## Problem A
According to the text about Timsbury, how far from Bath does the village lie, and in which direction?
## Problem B
Using the text about Timsbury, explain why the 2011 population figure takes in Radford and Wall Mead.
## Problem C
Continue the text about Timsbury from the point at which it stops.

Village in Somerset, England

Timsbury is a village and civil parish in England, in the Bath and North East Somerset unitary authority of the county of Somerset. It lies 8 mi south-west of Bath, close to the Cam Brook river. The parish, which includes the hamlets of Radford and Wall Mead, and part of Meadgate hamlet, had a population of 2,624 in 2011.

==History==

The village has been known as Timfborough, Tymmersbarue, Timsbarrow (meaning Timbered grove), Timsbyre (wooded hillside) and Temsbury throughout its long history.

(Recorded data)
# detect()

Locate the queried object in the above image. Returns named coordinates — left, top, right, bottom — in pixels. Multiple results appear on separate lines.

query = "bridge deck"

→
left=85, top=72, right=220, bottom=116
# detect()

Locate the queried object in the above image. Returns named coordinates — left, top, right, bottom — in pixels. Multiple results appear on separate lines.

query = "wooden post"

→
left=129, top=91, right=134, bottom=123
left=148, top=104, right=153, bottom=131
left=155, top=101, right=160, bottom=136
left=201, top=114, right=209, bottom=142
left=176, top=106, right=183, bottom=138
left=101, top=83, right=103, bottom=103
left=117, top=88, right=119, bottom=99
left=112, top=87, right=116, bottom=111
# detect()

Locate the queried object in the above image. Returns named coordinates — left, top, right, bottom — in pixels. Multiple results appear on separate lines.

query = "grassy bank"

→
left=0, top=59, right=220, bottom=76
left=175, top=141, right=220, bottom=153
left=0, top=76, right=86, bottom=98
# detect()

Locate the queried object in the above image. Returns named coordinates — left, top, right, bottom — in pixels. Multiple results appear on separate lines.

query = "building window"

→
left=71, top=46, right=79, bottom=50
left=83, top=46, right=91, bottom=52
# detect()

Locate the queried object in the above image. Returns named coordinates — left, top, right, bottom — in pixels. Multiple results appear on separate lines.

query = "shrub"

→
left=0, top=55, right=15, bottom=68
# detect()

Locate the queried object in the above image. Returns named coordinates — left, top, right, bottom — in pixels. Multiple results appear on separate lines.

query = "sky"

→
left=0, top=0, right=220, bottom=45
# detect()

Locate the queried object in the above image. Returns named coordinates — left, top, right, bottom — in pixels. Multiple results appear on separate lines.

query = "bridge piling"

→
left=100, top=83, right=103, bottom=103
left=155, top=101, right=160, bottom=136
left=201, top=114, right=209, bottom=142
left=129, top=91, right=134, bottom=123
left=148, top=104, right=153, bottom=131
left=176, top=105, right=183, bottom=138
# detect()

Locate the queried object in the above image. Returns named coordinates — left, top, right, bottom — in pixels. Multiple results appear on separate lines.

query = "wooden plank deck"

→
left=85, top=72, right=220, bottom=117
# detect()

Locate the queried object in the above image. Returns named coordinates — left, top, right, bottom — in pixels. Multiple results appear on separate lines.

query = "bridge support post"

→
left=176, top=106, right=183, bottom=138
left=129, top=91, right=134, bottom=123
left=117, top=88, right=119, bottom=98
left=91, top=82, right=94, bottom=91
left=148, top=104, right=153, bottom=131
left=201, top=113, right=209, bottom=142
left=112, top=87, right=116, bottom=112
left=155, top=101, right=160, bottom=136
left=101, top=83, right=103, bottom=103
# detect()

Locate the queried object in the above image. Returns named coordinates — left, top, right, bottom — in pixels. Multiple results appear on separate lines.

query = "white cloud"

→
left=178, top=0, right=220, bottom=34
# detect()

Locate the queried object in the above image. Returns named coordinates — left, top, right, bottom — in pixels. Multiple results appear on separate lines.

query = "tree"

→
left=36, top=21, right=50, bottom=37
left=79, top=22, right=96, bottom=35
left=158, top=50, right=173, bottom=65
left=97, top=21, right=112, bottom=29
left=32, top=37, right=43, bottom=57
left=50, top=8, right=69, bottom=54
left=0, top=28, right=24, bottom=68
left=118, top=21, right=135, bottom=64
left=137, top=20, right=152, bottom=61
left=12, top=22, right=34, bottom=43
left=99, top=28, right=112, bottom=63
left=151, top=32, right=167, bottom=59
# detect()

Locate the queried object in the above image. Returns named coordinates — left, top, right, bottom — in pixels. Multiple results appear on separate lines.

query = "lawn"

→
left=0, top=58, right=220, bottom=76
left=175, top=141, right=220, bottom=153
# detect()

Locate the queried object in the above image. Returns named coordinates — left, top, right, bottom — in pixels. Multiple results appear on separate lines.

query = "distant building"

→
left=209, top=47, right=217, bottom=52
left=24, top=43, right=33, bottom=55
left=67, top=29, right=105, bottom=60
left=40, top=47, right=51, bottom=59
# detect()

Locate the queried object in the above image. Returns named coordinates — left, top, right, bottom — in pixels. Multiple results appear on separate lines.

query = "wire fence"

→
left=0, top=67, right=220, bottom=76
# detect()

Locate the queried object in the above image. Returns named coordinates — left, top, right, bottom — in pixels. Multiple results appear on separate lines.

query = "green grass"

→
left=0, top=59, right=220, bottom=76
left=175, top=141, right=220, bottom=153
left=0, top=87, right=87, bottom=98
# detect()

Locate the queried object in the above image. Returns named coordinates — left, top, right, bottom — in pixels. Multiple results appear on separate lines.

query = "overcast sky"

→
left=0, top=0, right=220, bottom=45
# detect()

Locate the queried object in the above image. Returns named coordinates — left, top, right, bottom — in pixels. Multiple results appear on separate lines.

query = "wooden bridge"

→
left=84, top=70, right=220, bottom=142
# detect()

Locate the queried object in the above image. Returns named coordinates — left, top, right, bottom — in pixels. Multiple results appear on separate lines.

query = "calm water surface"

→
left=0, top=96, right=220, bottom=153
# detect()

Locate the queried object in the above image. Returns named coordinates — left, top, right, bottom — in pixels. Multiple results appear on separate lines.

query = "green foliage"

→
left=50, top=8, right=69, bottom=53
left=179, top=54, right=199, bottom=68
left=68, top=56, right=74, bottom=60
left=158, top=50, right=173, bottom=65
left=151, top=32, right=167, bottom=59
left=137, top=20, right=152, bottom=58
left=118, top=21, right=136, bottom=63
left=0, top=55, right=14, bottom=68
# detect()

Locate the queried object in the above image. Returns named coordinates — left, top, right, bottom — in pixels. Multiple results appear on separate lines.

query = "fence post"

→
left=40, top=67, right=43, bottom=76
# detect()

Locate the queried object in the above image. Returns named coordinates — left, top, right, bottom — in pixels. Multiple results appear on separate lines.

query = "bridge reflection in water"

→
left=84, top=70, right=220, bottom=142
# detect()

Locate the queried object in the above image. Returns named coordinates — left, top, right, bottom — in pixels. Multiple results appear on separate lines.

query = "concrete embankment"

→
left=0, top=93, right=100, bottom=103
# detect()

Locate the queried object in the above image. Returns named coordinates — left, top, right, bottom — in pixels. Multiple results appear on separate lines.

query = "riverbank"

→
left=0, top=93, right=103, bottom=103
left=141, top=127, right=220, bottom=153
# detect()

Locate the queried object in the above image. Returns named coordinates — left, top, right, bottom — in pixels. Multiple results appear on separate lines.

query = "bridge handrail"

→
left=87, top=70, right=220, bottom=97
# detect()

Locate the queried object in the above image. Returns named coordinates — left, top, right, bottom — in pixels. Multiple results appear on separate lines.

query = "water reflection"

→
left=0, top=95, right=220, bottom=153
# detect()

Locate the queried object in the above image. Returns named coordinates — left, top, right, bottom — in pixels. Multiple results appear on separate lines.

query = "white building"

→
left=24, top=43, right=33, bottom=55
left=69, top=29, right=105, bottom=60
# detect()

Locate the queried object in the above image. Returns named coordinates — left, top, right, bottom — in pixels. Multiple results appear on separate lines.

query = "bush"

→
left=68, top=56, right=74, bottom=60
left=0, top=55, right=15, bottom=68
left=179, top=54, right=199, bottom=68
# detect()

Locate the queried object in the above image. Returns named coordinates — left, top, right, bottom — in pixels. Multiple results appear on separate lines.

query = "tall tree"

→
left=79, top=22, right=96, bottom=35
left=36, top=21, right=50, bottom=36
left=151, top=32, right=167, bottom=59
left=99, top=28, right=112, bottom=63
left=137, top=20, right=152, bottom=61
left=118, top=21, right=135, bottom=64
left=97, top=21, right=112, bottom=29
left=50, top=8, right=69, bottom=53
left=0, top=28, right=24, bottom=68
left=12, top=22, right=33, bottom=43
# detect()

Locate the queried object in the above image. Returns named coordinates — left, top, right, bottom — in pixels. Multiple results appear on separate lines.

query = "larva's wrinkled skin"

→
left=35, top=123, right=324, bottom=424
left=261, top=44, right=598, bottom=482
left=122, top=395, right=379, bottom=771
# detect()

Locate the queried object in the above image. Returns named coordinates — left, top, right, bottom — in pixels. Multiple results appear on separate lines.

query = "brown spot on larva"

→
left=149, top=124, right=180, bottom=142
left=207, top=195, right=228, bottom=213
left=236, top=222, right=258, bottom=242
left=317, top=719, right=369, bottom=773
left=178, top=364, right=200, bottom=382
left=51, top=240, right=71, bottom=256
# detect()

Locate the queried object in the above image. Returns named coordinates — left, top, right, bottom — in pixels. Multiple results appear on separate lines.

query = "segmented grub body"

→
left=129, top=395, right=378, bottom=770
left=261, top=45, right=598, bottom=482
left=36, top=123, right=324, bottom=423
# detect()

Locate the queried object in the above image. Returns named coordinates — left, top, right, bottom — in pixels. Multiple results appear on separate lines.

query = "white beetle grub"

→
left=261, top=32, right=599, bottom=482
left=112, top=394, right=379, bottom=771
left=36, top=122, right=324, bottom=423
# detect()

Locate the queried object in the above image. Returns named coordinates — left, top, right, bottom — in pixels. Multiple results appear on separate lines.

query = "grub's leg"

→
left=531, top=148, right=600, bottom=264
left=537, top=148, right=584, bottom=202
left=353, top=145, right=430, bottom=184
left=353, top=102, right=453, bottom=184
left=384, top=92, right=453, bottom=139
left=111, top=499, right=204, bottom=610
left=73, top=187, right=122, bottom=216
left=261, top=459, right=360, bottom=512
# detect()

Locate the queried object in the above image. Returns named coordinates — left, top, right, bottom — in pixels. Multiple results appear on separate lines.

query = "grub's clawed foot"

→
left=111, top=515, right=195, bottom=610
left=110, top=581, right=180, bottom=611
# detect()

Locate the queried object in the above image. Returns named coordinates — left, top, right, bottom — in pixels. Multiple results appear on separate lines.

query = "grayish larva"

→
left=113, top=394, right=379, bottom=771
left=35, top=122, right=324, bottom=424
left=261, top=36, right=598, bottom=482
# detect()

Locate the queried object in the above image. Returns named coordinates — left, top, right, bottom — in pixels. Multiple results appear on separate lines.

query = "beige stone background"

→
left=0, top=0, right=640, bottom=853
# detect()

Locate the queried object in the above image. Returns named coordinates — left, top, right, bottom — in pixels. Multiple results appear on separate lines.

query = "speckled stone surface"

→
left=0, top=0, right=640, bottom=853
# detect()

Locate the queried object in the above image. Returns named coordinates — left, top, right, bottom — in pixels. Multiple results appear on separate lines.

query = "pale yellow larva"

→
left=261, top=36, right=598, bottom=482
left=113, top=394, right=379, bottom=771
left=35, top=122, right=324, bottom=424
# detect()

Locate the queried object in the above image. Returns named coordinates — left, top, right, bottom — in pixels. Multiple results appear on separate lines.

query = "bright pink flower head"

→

## Exercise answer A
It lies 8 mi south-west of Bath.

## Exercise answer B
The figure of 2,624 is given for the parish, and the parish includes the hamlets of Radford and Wall Mead as well as part of Meadgate hamlet.

## Exercise answer C
Timsbury has been a settlement since the Bronze Age. Among the earliest written records is entry in the Norman Domesday Book of 1086:
"Williams holds Timsbury from the Bishop of Coutance. Ape held it before 1066. It paid tax for 3 hides, land for 3 ploughs, in lordship, 1 plough, 2 slaves, one and one half hides, 2 villagers and 1 smallholder with 1 plough and one and one half hides, 2 parts of a mill which pays two shillings, meadow 26 acres. Pasture as well, 1 cob, 9 cattle, 14 pigs and 60 sheep, the value was 26 shillings, now 50 shillings."
The entry then goes on to describe the mill at Radford, to the south of the village.

The parish was part of the hundred of Chew.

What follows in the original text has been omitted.